*Given passage*.
-- START --

Farther to the south, in Turkestan, where Muslims outnumbered Russians, who were mostly officials and colonists, nearly 17 to 1, a Turkestan Muslim Central Committee came into being in April 1917. It lacked all authority, however, and soon dissolved, along with the nine-man Turkestan Committee, made up of five Russians and four natives, which the Provisional Government had appointed to administer the area. Here, as in Kazakhstan, Russians (along with Russified Ukrainians) of all political persuasions joined hands against their common enemy—the native Muslim population. The Congress of Soviets, which in early November carried out the Bolshevik coup in Tashkent, the capital of Turkestan, passed an extraordinary resolution that barred Muslims from serving in the soviets. In 1918–19, Central Asia would be the scene of violent clashes in which social (“class”) conflicts expressed themselves mainly in national and even racial animosity.

In the Caucasus, the situation was complicated by an unusually intricate ethnic distribution, and aggravated by the intervention of the Germans and Ottoman Turks.

Politically, the Georgians were the most advanced nation in the area. Georgia was a stronghold of Social Democracy, especially Menshevism: in 1917, Georgian Marxists like Irakli Tsereteli and Nicholas Chkheidze played leading roles in the Petrograd Soviet. Georgia’s national aspirations were closely linked to Russian democratic movements: the striving for independence emerged here only after the Bolshevik coup in Russia had crushed the prospect of democracy.

The majority of the estimated 3 million or more Armenians resided in the Ottoman Empire, mainly in eastern Anatolia, across the Russian frontier: about one-third lived under Russian rule. During World War I, the Turks, charging the Armenians with pro-Russian sympathies, ordered them deported from eastern Anatolia: the deportations, in 1915, assumed the form of massacres, in the course of which hundreds of thousands perished. Their situation in 1917–18 was extremely precarious, given that they were surrounded by hostile Muslims and could no longer count on Russian help. Ideally, they would have liked to come under the protection of a friendly European power; barring that, they were not averse to a Russian protectorate, even if it meant Bolshevization.

The Shiite Azeris resided partly in Iran and partly in the Russian Caucasus. They were in every respect—culturally, economically, and politically—the least developed of the Transcaucasian groups. And, finally, the Caucasian mountains were home to over one million Muslims of different ethnic and linguistic affiliations, living in villages separated by high ranges.

Compared to the rest of the Russian Empire, Transcaucasia remained relatively peaceful during 1917. As in other parts of the country, representatives of the various nationalities held discussions and issued proclamations, but there was less lawlessness. The Armenians and Georgians looked north, to Russia, for support against the Muslim majority, while the Azeri Turks, to the extent that they thought of independence, kept such ideas to themselves from fear of being charged with treasonous pro-Turkish sympathies.

-- END --

*Record list*.

-- START --

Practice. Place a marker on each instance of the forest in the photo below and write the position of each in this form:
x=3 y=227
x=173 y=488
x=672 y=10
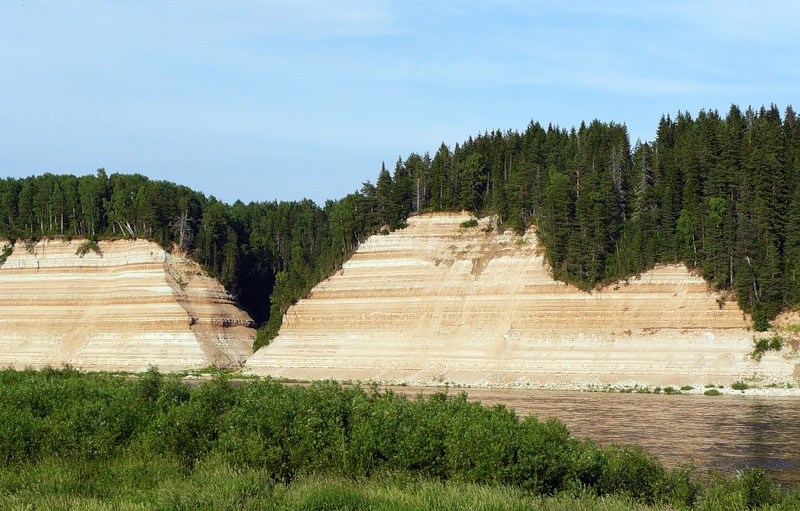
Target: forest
x=718 y=193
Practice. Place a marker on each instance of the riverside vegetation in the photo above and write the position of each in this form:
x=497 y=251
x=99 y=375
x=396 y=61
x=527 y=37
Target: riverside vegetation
x=95 y=441
x=720 y=193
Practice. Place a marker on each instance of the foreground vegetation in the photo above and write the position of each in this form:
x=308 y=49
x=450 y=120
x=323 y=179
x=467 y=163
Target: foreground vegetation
x=94 y=441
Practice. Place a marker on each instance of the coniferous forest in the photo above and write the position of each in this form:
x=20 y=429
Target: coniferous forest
x=720 y=193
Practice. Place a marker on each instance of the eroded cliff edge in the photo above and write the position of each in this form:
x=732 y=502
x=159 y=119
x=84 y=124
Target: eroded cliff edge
x=126 y=306
x=437 y=303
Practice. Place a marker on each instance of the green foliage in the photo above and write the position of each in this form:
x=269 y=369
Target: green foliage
x=739 y=385
x=763 y=345
x=154 y=437
x=8 y=249
x=718 y=193
x=86 y=246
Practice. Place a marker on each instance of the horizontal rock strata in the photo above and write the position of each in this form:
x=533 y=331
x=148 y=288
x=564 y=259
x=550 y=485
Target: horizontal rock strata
x=127 y=306
x=440 y=303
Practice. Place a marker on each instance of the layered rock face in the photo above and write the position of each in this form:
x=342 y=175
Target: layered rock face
x=439 y=303
x=128 y=306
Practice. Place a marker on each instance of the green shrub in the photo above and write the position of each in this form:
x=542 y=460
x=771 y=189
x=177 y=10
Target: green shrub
x=86 y=246
x=740 y=385
x=8 y=249
x=764 y=345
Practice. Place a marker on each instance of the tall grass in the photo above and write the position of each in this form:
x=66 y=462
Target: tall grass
x=87 y=440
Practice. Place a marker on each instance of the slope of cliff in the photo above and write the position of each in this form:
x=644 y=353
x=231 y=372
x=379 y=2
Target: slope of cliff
x=440 y=303
x=126 y=306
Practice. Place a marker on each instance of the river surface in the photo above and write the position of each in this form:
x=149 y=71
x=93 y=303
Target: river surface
x=719 y=433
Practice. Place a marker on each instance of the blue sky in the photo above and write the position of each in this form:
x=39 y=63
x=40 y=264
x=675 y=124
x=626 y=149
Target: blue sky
x=286 y=99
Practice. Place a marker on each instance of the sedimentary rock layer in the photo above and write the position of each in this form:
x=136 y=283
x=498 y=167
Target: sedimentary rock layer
x=126 y=306
x=440 y=303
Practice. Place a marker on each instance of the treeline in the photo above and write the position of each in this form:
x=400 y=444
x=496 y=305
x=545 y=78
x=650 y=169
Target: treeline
x=287 y=432
x=267 y=254
x=721 y=194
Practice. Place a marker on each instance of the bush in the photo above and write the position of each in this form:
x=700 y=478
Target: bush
x=86 y=246
x=764 y=345
x=8 y=249
x=740 y=385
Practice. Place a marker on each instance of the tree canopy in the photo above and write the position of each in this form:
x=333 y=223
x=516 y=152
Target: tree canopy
x=718 y=193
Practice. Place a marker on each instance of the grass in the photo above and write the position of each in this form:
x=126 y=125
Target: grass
x=155 y=484
x=70 y=440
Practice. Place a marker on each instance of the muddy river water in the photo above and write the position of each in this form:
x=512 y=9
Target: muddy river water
x=721 y=433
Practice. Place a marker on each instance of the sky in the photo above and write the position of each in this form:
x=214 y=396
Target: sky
x=290 y=99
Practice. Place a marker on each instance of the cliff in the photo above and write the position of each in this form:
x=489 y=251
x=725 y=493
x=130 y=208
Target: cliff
x=126 y=306
x=438 y=303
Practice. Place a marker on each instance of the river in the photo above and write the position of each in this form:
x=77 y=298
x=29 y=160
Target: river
x=719 y=433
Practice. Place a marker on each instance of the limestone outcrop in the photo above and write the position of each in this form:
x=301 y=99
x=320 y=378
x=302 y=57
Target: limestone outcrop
x=437 y=302
x=128 y=305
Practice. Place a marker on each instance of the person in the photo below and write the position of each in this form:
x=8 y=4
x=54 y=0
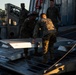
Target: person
x=54 y=14
x=22 y=16
x=27 y=29
x=48 y=36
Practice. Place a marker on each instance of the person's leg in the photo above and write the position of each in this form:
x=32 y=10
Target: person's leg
x=51 y=51
x=45 y=50
x=26 y=52
x=51 y=45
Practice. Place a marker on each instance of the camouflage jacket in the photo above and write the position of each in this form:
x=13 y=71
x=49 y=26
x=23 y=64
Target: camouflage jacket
x=46 y=26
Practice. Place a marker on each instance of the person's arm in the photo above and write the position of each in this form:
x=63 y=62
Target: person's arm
x=58 y=14
x=36 y=29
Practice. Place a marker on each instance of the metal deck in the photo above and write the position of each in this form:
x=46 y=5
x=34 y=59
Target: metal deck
x=13 y=60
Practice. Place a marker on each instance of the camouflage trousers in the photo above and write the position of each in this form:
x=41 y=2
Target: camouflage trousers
x=48 y=46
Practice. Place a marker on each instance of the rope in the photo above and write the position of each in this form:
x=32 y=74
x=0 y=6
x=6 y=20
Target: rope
x=59 y=59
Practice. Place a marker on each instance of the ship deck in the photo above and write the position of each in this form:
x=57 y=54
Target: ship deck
x=13 y=59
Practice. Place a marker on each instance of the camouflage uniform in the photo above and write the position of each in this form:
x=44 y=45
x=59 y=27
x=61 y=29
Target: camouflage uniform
x=54 y=15
x=22 y=16
x=27 y=31
x=48 y=37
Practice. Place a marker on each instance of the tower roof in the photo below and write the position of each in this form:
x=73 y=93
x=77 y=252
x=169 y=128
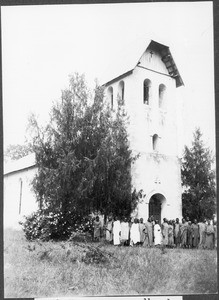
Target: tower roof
x=130 y=59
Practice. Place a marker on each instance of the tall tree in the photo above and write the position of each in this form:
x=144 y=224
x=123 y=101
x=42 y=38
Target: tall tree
x=198 y=180
x=83 y=155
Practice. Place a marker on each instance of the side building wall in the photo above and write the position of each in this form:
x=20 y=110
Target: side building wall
x=19 y=198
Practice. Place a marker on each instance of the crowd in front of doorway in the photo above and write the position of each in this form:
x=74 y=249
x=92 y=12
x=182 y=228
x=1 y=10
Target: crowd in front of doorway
x=171 y=233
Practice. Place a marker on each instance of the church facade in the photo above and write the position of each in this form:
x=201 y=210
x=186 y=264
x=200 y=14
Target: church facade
x=148 y=89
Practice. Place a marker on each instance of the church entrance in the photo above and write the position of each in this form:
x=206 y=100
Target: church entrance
x=155 y=206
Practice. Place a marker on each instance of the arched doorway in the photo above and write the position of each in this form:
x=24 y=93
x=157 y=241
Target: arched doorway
x=155 y=206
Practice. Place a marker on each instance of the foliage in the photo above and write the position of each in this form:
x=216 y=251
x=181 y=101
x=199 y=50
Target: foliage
x=30 y=273
x=50 y=225
x=83 y=155
x=14 y=152
x=198 y=179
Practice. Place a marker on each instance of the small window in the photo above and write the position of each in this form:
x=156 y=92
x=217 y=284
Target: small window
x=162 y=94
x=155 y=142
x=146 y=91
x=121 y=90
x=20 y=196
x=110 y=95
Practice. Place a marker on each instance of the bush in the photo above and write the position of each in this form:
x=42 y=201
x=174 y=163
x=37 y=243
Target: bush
x=54 y=225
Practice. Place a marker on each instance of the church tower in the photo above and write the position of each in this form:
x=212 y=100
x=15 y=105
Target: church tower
x=148 y=88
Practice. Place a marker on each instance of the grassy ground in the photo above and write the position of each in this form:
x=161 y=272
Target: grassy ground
x=52 y=269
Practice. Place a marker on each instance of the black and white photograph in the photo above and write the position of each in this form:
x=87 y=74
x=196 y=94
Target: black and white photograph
x=109 y=177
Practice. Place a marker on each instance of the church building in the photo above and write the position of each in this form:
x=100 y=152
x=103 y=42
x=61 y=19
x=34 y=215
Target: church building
x=147 y=85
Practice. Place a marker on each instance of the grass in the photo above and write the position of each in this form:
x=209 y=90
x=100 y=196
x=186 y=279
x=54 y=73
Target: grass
x=52 y=269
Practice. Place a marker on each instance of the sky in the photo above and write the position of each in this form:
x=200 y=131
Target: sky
x=42 y=45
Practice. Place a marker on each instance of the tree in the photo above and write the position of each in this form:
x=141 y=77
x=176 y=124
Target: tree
x=14 y=152
x=198 y=180
x=83 y=156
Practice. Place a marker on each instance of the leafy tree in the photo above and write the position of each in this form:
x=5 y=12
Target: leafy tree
x=198 y=180
x=83 y=157
x=14 y=152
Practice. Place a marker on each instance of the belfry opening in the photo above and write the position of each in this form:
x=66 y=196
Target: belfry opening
x=155 y=206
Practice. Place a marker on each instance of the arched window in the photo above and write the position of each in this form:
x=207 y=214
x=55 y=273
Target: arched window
x=162 y=94
x=110 y=95
x=146 y=91
x=121 y=90
x=155 y=142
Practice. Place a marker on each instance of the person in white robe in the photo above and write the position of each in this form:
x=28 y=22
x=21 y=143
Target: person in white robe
x=124 y=231
x=157 y=234
x=109 y=229
x=135 y=233
x=116 y=231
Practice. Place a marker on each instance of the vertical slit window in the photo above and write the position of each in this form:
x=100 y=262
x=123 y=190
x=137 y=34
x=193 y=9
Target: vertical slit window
x=146 y=91
x=162 y=94
x=155 y=142
x=110 y=95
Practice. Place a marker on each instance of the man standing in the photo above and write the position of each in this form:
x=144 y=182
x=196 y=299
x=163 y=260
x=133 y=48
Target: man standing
x=109 y=229
x=116 y=231
x=124 y=232
x=97 y=226
x=201 y=228
x=149 y=233
x=195 y=234
x=141 y=230
x=209 y=238
x=135 y=233
x=177 y=232
x=157 y=234
x=183 y=234
x=165 y=229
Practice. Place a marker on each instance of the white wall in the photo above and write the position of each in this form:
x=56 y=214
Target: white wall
x=12 y=190
x=147 y=120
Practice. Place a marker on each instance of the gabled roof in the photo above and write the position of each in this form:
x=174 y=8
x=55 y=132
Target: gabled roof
x=23 y=163
x=131 y=56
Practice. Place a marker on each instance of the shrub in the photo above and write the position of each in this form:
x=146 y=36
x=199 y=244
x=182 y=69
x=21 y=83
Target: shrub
x=54 y=225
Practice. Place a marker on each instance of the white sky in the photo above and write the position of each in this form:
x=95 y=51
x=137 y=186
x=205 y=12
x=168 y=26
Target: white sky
x=42 y=45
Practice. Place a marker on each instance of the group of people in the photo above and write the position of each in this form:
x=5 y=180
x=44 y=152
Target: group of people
x=170 y=234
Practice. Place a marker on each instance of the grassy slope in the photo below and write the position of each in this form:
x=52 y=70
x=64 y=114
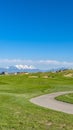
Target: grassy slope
x=66 y=98
x=17 y=113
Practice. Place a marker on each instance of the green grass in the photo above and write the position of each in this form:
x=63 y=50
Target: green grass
x=17 y=113
x=66 y=98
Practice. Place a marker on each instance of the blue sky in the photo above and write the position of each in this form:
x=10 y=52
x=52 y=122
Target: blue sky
x=36 y=30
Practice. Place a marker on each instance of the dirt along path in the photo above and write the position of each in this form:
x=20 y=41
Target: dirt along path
x=50 y=102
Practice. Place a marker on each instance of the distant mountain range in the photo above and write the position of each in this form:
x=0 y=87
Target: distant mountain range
x=26 y=68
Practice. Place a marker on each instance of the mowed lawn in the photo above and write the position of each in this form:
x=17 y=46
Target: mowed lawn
x=18 y=113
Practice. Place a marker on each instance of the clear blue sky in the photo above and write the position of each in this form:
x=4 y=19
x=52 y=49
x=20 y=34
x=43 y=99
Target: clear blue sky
x=36 y=29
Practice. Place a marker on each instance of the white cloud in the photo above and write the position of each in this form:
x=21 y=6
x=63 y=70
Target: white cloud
x=38 y=63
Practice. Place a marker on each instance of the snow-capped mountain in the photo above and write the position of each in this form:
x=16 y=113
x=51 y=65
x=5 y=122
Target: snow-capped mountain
x=19 y=68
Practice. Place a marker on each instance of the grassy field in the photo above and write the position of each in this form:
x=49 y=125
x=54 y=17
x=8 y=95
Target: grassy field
x=17 y=113
x=66 y=98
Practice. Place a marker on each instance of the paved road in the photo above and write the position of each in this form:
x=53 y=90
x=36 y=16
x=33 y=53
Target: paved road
x=50 y=102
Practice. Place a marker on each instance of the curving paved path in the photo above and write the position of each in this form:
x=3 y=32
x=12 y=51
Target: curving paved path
x=50 y=102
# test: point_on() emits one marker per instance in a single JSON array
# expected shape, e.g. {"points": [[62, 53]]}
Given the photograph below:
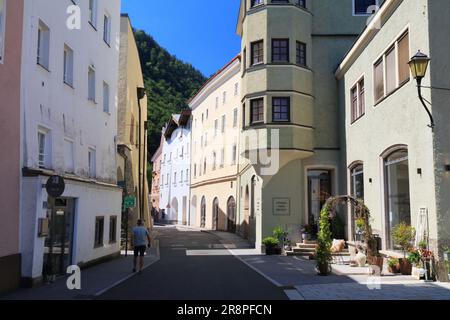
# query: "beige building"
{"points": [[214, 147], [132, 116], [290, 140], [394, 161]]}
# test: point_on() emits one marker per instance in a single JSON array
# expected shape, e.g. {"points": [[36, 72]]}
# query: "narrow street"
{"points": [[194, 265]]}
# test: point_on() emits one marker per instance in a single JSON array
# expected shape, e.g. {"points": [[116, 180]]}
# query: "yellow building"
{"points": [[214, 147], [132, 116]]}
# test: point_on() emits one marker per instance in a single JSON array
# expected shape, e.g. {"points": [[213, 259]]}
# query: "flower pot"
{"points": [[323, 269], [361, 259], [405, 267]]}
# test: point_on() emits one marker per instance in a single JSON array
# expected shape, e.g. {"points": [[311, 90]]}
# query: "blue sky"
{"points": [[201, 32]]}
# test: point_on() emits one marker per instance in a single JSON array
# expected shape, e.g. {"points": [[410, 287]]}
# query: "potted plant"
{"points": [[393, 265], [271, 245], [415, 258], [403, 235], [323, 255]]}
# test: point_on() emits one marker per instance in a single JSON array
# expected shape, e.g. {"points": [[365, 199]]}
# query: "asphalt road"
{"points": [[202, 275]]}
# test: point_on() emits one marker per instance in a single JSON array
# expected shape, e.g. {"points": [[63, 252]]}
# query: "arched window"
{"points": [[397, 192]]}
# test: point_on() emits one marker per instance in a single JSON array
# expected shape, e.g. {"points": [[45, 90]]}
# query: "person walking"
{"points": [[141, 239]]}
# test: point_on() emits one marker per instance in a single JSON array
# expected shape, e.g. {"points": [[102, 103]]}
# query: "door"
{"points": [[216, 214], [319, 191], [59, 242]]}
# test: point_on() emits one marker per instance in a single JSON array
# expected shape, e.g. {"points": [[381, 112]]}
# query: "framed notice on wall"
{"points": [[282, 206]]}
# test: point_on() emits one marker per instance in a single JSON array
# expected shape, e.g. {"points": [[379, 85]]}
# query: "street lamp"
{"points": [[419, 65]]}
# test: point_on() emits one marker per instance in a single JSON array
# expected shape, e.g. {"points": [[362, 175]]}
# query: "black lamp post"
{"points": [[419, 65], [140, 95]]}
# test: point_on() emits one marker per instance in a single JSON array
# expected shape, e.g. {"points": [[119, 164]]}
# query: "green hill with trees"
{"points": [[169, 82]]}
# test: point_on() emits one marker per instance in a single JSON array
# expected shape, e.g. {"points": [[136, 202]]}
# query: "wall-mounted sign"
{"points": [[282, 206], [55, 186]]}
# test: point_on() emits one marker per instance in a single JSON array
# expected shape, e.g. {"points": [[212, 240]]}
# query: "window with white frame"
{"points": [[105, 97], [391, 71], [107, 29], [43, 47], [68, 65], [69, 156], [93, 13], [91, 83], [2, 28], [44, 148], [364, 7], [92, 163], [358, 100]]}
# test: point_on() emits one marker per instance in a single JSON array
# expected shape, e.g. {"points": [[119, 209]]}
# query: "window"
{"points": [[107, 29], [257, 52], [403, 59], [379, 80], [257, 111], [224, 119], [99, 231], [255, 3], [222, 158], [280, 50], [281, 110], [361, 7], [397, 192], [44, 148], [301, 3], [392, 69], [105, 97], [358, 100], [113, 229], [93, 13], [68, 65], [301, 54], [2, 29], [43, 48], [234, 154], [91, 83], [68, 156], [214, 160], [92, 163], [235, 118]]}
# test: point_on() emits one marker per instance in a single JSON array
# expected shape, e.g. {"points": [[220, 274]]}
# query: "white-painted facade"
{"points": [[175, 172], [64, 133]]}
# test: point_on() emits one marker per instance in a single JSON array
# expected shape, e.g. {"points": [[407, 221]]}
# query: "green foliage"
{"points": [[403, 235], [169, 83], [271, 242], [323, 255]]}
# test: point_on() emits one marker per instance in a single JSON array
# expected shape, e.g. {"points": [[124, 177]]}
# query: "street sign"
{"points": [[129, 202], [55, 186]]}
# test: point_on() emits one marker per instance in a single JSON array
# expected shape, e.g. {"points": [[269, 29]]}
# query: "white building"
{"points": [[175, 173], [69, 128]]}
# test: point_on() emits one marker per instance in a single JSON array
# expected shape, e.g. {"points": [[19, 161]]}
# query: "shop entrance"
{"points": [[59, 242]]}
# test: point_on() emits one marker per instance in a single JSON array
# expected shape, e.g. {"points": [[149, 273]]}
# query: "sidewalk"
{"points": [[297, 276], [94, 281]]}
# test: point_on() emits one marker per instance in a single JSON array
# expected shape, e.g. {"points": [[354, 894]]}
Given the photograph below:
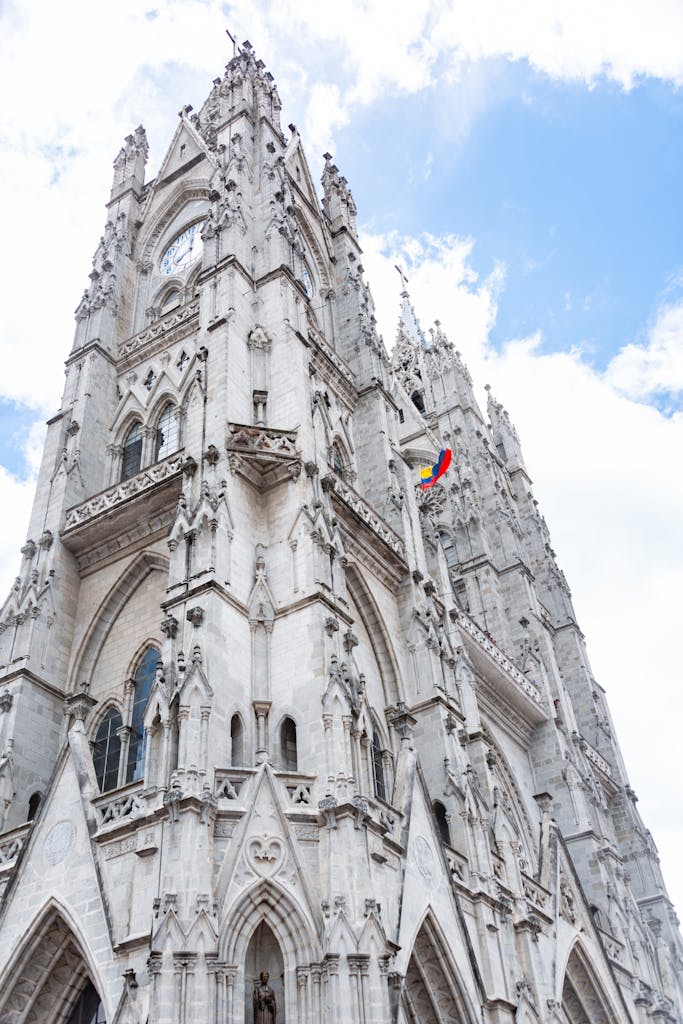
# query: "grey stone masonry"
{"points": [[265, 705]]}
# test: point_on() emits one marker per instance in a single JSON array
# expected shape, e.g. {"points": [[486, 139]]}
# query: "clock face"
{"points": [[182, 251]]}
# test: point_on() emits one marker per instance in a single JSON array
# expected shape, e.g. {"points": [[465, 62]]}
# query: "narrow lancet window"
{"points": [[167, 433], [288, 744], [132, 453], [144, 678]]}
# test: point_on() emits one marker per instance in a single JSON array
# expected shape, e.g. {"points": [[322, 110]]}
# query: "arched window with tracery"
{"points": [[34, 804], [166, 441], [237, 741], [132, 453], [107, 751], [144, 677], [89, 1009], [441, 821], [288, 744]]}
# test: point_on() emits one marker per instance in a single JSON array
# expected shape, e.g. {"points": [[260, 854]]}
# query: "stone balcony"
{"points": [[369, 537], [125, 511], [262, 456], [499, 673], [11, 844]]}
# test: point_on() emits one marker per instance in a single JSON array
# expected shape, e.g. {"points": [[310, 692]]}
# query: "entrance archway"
{"points": [[49, 980], [264, 953]]}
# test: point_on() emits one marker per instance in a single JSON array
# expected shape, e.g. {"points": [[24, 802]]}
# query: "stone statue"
{"points": [[264, 1001]]}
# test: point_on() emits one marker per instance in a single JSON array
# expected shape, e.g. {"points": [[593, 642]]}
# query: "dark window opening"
{"points": [[441, 822], [167, 433], [108, 751], [418, 401], [132, 453], [144, 678], [288, 745]]}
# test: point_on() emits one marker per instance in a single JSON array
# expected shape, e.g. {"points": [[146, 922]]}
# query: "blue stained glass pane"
{"points": [[144, 678]]}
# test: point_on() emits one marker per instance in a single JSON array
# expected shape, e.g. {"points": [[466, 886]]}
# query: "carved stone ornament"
{"points": [[57, 843], [196, 615], [265, 855], [169, 627]]}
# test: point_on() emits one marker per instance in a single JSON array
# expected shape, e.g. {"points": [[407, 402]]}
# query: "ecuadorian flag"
{"points": [[432, 473]]}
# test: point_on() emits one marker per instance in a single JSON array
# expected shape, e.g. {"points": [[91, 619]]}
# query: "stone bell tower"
{"points": [[281, 736]]}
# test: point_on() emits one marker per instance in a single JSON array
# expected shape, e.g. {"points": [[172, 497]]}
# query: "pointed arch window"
{"points": [[337, 460], [89, 1009], [167, 433], [132, 453], [170, 300], [418, 401], [107, 751], [288, 744], [237, 741], [378, 768], [34, 804], [441, 821], [143, 679]]}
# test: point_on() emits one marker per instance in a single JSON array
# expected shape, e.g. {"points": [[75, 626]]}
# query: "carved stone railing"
{"points": [[458, 866], [365, 512], [262, 455], [536, 894], [334, 357], [120, 805], [596, 759], [121, 493], [173, 326], [229, 782], [502, 660], [299, 790]]}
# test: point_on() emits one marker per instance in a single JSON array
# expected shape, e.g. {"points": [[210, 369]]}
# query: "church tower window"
{"points": [[378, 768], [132, 453], [441, 822], [34, 804], [144, 678], [108, 751], [418, 401], [167, 433], [237, 741], [89, 1009], [288, 748]]}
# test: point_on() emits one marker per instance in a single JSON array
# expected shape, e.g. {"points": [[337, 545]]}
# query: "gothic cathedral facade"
{"points": [[267, 708]]}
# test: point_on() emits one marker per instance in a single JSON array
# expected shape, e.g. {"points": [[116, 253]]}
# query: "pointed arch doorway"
{"points": [[49, 980], [264, 954]]}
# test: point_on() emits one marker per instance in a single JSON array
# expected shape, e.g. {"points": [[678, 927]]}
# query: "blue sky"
{"points": [[523, 162], [577, 190]]}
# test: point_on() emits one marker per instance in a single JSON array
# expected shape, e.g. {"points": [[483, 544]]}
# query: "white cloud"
{"points": [[605, 471], [603, 464], [654, 368]]}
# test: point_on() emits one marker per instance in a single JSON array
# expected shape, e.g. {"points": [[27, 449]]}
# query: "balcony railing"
{"points": [[514, 684]]}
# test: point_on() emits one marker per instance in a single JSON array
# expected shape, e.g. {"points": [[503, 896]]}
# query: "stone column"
{"points": [[261, 709], [303, 1005]]}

-- END --

*Exercise directions*. Please reproduce word for word the part of the passage on Turkestan and the Caucasus above, starting with "The Shiite Azeris" and going on through "by high ranges.".

*Expected answer*.
The Shiite Azeris resided partly in Iran and partly in the Russian Caucasus. They were in every respect—culturally, economically, and politically—the least developed of the Transcaucasian groups. And, finally, the Caucasian mountains were home to over one million Muslims of different ethnic and linguistic affiliations, living in villages separated by high ranges.